Stored data entries:
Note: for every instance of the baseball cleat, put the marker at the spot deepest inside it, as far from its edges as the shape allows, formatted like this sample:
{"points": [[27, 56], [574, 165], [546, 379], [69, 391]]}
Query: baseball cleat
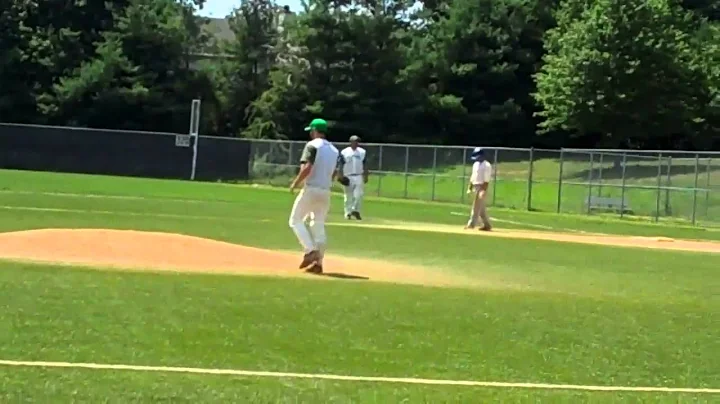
{"points": [[309, 260], [315, 269]]}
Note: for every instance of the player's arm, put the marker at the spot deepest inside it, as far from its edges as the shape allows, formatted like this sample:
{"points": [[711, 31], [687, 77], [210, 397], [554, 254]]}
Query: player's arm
{"points": [[306, 162], [473, 175], [338, 167]]}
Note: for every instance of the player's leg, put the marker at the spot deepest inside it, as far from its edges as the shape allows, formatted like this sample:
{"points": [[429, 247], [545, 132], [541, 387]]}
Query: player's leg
{"points": [[348, 200], [487, 226], [300, 210], [358, 193], [474, 211], [321, 208]]}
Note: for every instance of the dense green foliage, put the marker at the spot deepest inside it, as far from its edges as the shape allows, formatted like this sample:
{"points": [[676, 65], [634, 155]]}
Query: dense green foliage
{"points": [[614, 73]]}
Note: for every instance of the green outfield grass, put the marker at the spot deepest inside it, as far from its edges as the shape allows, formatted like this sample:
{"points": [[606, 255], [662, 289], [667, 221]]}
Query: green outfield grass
{"points": [[557, 313]]}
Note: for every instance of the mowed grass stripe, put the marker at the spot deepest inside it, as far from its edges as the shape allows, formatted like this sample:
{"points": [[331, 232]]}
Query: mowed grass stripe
{"points": [[375, 379]]}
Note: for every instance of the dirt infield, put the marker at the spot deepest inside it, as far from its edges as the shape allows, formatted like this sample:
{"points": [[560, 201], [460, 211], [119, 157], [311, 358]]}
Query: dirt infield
{"points": [[135, 250], [660, 243]]}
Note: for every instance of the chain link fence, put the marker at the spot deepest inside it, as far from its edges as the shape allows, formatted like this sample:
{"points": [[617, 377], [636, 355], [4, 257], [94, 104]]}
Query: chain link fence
{"points": [[662, 185]]}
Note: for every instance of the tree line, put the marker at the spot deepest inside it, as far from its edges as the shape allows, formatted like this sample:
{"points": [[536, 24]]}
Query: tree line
{"points": [[544, 73]]}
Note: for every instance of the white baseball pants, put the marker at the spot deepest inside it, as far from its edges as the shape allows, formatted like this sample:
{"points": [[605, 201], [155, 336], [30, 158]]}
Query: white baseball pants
{"points": [[313, 205], [354, 194]]}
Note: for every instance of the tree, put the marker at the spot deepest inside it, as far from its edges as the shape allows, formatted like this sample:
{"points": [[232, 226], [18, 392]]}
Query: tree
{"points": [[245, 76], [469, 60], [341, 63], [138, 77], [624, 74]]}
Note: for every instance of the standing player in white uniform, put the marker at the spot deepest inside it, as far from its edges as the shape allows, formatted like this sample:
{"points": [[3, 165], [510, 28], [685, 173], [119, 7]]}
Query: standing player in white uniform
{"points": [[317, 171], [351, 165], [479, 182]]}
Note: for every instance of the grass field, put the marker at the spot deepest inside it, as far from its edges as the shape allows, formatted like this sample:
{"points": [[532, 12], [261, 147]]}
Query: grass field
{"points": [[558, 313]]}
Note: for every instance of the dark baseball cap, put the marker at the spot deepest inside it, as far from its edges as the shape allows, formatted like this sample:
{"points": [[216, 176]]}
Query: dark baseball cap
{"points": [[317, 124]]}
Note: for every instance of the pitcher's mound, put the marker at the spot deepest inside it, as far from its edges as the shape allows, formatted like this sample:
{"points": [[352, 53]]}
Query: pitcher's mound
{"points": [[163, 251]]}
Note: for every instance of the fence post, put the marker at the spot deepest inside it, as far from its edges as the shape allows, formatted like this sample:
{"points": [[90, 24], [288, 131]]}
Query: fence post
{"points": [[697, 176], [290, 153], [659, 191], [562, 160], [707, 188], [530, 179], [592, 160], [495, 177], [432, 196], [381, 174], [622, 191], [600, 175], [668, 183], [407, 167], [463, 185]]}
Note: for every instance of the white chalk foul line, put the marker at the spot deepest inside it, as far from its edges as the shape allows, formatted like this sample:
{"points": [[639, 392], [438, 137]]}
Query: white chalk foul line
{"points": [[402, 380]]}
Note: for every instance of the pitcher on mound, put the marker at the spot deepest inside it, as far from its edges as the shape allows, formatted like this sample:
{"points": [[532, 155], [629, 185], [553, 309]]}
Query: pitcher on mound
{"points": [[317, 168]]}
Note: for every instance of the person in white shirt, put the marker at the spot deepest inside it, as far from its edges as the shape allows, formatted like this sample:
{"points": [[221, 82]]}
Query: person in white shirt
{"points": [[479, 182], [317, 171], [351, 164]]}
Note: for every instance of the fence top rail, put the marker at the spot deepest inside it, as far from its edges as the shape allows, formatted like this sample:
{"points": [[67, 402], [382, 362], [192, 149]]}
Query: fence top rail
{"points": [[75, 128], [623, 151], [402, 145]]}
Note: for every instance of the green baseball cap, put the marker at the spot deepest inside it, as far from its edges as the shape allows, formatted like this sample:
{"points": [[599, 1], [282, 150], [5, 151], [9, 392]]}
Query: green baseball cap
{"points": [[317, 124]]}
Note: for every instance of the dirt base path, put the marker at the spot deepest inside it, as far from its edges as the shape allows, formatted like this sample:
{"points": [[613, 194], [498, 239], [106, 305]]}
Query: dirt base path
{"points": [[137, 250], [660, 243]]}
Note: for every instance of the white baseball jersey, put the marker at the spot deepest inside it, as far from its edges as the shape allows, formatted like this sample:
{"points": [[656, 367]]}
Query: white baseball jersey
{"points": [[353, 161], [323, 156], [481, 173]]}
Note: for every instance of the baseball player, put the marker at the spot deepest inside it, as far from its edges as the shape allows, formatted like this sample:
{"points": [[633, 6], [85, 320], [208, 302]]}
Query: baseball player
{"points": [[479, 181], [351, 165], [317, 171]]}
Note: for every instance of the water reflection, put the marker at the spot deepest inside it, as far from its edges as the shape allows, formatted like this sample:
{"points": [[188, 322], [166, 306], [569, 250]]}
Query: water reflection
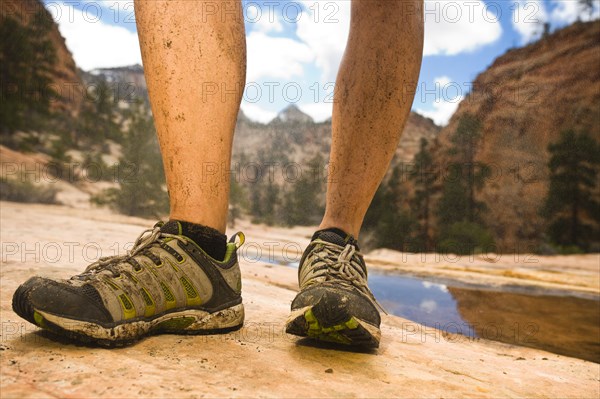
{"points": [[566, 325], [533, 317]]}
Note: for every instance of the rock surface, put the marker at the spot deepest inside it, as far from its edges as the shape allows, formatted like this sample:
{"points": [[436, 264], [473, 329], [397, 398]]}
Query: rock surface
{"points": [[524, 100], [257, 361]]}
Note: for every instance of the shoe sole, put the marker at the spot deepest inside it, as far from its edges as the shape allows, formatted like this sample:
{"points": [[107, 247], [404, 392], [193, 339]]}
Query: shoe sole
{"points": [[187, 321], [349, 331]]}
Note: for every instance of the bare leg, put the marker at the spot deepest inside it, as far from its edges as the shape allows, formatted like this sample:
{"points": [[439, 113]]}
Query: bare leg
{"points": [[194, 56], [374, 87]]}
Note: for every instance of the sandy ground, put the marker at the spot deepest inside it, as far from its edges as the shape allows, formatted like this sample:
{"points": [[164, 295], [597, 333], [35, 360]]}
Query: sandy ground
{"points": [[259, 360]]}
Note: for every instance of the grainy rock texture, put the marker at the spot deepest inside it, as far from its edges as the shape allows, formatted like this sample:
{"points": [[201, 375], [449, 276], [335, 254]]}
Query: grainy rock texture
{"points": [[258, 361]]}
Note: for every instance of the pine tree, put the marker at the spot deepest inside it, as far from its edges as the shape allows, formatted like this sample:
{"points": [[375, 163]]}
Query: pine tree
{"points": [[465, 168], [458, 210], [303, 204], [572, 206], [140, 172], [388, 220], [425, 179]]}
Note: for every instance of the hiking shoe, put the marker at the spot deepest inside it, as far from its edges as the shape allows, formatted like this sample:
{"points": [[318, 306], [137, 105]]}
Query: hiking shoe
{"points": [[165, 284], [334, 303]]}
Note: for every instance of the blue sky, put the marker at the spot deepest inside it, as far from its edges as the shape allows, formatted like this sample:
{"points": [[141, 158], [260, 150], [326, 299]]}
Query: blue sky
{"points": [[294, 47]]}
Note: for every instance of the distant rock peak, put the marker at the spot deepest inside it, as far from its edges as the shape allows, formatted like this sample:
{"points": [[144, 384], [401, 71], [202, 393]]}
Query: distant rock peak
{"points": [[292, 114]]}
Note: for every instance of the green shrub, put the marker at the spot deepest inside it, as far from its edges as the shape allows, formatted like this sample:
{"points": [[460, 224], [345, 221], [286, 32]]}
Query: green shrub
{"points": [[464, 238]]}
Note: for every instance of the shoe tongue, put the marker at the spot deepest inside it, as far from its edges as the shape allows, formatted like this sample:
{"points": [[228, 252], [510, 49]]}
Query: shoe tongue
{"points": [[336, 236], [172, 227]]}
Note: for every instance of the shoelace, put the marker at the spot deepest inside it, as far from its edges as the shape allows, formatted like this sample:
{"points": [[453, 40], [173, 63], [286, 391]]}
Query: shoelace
{"points": [[143, 241], [341, 266]]}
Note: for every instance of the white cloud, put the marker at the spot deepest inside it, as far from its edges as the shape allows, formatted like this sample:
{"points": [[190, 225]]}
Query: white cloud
{"points": [[257, 113], [528, 19], [455, 27], [325, 32], [445, 103], [93, 43], [275, 57], [568, 11], [265, 23]]}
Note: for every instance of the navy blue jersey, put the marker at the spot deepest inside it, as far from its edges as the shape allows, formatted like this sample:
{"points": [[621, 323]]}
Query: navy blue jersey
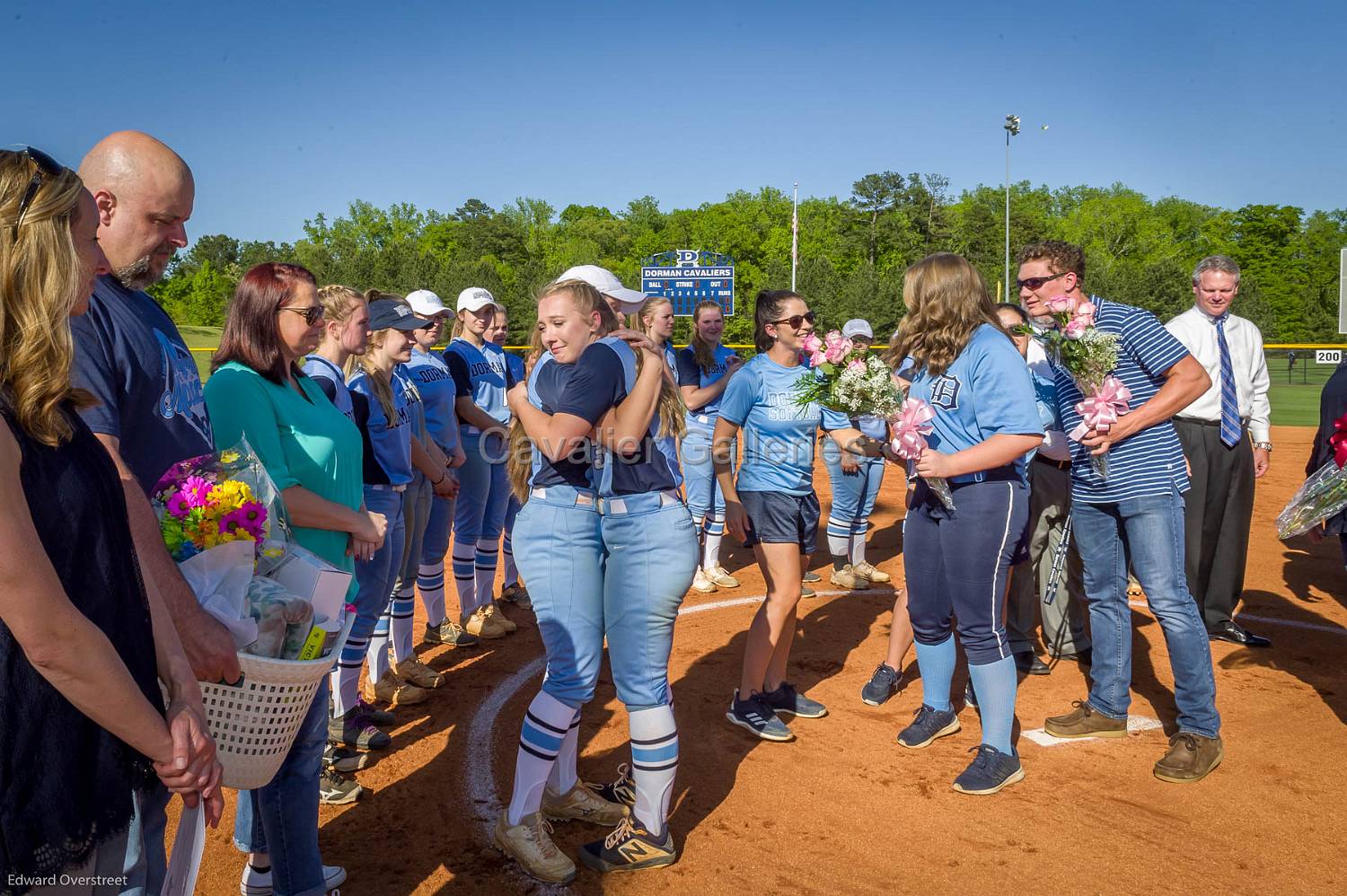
{"points": [[546, 385], [691, 373], [603, 377]]}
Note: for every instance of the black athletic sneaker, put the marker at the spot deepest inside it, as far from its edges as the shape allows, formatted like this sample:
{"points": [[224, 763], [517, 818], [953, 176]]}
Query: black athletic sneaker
{"points": [[883, 685], [929, 725], [622, 791], [756, 716], [336, 788], [629, 848], [787, 699], [989, 772]]}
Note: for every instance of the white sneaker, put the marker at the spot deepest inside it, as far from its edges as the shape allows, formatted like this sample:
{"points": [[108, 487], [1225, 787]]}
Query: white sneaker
{"points": [[256, 883], [718, 575]]}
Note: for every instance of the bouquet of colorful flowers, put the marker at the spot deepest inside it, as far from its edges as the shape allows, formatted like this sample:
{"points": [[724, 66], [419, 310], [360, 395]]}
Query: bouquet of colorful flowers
{"points": [[908, 430], [217, 499], [1090, 356], [848, 379], [1323, 495]]}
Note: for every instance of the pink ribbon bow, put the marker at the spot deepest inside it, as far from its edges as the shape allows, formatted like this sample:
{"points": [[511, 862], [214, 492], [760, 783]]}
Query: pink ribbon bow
{"points": [[911, 427], [1102, 409]]}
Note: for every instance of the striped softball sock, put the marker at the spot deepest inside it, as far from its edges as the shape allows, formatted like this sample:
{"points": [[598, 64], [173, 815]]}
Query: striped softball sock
{"points": [[430, 583], [377, 651], [654, 764], [484, 573], [546, 725], [403, 610], [345, 678], [563, 769], [462, 565], [508, 562]]}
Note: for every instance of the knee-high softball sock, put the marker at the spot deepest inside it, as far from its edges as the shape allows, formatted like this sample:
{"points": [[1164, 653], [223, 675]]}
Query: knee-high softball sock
{"points": [[508, 567], [485, 570], [345, 678], [404, 607], [654, 764], [563, 769], [996, 685], [541, 737], [377, 651], [462, 565], [430, 583], [937, 664], [858, 546]]}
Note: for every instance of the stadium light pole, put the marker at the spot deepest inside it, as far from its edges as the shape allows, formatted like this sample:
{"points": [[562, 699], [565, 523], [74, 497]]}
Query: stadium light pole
{"points": [[1012, 127]]}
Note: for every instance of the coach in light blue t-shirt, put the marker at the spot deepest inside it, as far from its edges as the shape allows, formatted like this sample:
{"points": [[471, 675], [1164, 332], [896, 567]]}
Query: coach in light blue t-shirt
{"points": [[1137, 503]]}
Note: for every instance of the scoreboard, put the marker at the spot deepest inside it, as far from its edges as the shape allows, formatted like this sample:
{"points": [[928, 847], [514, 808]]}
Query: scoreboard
{"points": [[692, 277]]}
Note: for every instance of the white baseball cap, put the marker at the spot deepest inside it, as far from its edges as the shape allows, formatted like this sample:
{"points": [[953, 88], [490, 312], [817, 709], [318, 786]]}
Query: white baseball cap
{"points": [[474, 298], [426, 303], [606, 282], [856, 326]]}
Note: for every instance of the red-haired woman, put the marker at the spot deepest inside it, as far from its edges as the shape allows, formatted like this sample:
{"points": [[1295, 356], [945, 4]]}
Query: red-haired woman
{"points": [[313, 453]]}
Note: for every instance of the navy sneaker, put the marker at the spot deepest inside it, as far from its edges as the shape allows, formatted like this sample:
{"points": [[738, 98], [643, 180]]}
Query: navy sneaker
{"points": [[990, 772], [756, 716], [883, 685], [787, 699], [929, 725]]}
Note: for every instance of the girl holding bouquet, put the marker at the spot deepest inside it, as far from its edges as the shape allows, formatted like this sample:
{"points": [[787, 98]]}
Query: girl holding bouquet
{"points": [[705, 369], [772, 505], [958, 561]]}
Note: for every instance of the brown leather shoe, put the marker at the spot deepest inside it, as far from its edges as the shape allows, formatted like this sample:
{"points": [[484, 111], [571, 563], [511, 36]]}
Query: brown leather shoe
{"points": [[1085, 721], [1190, 759]]}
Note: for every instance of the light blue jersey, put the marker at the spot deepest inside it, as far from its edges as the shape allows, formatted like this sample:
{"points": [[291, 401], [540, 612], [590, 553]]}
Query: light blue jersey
{"points": [[779, 435], [487, 374], [330, 380], [985, 392], [388, 442], [691, 373]]}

WHAT THE TASK REQUIRES:
An exact copy of the lines from the one containing "Note: for every instance of the red-haired" through the end of the data above is the whole answer.

ANSWER BELOW:
Note: for every instance of the red-haired woman, put the marker at the spot deepest inside it, as far from its edges as the shape allows, formatted like this sample:
{"points": [[1295, 356], [945, 4]]}
Query: red-haired woman
{"points": [[313, 453]]}
Note: for every instance of the navy sneaker, put the marker at the spot deepest inside it, as far from its edges as the shape allows, formatted like this sample:
{"points": [[738, 98], [643, 180]]}
Query: navy sneaker
{"points": [[990, 772], [756, 716], [883, 685], [787, 699], [929, 725]]}
Note: for every instance of the girl holding bouquet, put the marker at the spot deepest inside it, as far from its edges as the shape allows, formatted like this sample:
{"points": [[787, 98]]}
Query: girl holding bouquet
{"points": [[705, 369], [772, 505], [958, 561]]}
Note: for every instance of the brown leather shoe, put the marker at the spot deepest inside it, as far from its edges as the shape allows, formatted like this sample:
{"points": [[484, 111], [571, 563], [511, 36]]}
Query: brown leather shoe
{"points": [[1085, 721], [1190, 759]]}
Note: for every instance of the light blue jersey, put the marker at the spot deepest inside it, as far from its edges as the shape allows, formatted like this sample:
{"points": [[291, 401], [540, 612], [590, 553]]}
Query: light blue jersey
{"points": [[779, 435], [487, 374], [330, 380], [985, 392], [388, 442], [691, 373]]}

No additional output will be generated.